Exercise details.
Count the lines in the data below that contain the word "foliage", and reply with only that number.

Records shown.
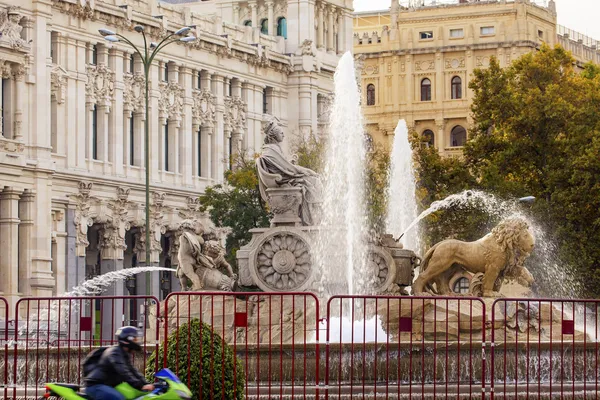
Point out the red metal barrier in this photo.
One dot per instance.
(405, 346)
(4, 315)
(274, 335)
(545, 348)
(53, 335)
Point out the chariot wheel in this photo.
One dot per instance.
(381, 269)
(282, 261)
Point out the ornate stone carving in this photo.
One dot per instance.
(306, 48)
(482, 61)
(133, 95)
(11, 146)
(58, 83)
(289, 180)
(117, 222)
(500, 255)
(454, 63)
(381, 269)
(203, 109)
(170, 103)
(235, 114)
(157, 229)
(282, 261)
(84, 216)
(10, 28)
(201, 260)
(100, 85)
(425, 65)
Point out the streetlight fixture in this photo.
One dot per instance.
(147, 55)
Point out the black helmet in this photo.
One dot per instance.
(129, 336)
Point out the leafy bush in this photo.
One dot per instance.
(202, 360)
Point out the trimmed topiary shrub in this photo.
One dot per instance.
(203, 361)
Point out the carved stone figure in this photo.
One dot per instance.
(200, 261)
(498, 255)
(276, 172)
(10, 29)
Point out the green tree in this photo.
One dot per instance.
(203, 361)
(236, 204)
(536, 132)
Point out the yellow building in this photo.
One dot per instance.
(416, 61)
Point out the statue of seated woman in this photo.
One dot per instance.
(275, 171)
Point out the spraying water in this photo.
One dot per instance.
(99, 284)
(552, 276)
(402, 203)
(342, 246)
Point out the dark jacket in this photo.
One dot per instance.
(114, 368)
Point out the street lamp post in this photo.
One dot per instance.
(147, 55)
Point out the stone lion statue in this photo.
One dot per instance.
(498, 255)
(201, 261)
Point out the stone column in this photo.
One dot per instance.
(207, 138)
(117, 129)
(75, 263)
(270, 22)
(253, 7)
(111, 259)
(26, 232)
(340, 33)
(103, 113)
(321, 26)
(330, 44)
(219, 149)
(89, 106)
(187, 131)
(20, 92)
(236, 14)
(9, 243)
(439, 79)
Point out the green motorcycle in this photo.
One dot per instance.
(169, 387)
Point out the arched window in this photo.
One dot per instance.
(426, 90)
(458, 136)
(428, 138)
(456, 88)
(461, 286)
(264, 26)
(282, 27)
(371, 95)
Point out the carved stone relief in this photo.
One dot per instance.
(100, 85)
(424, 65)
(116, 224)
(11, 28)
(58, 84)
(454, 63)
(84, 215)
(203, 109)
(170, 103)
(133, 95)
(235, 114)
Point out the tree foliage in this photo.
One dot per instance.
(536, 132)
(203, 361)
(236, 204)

==

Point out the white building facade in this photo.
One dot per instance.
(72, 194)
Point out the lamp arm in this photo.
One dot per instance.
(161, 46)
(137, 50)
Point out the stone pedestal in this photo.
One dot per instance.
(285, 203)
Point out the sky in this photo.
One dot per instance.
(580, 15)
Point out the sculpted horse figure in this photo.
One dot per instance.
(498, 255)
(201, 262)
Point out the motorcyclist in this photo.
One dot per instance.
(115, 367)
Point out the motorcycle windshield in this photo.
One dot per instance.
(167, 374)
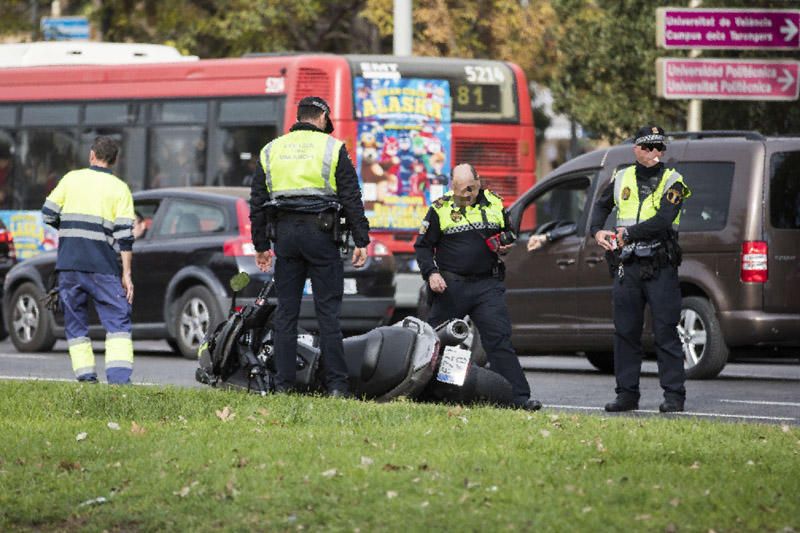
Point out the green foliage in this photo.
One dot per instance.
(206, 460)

Result.
2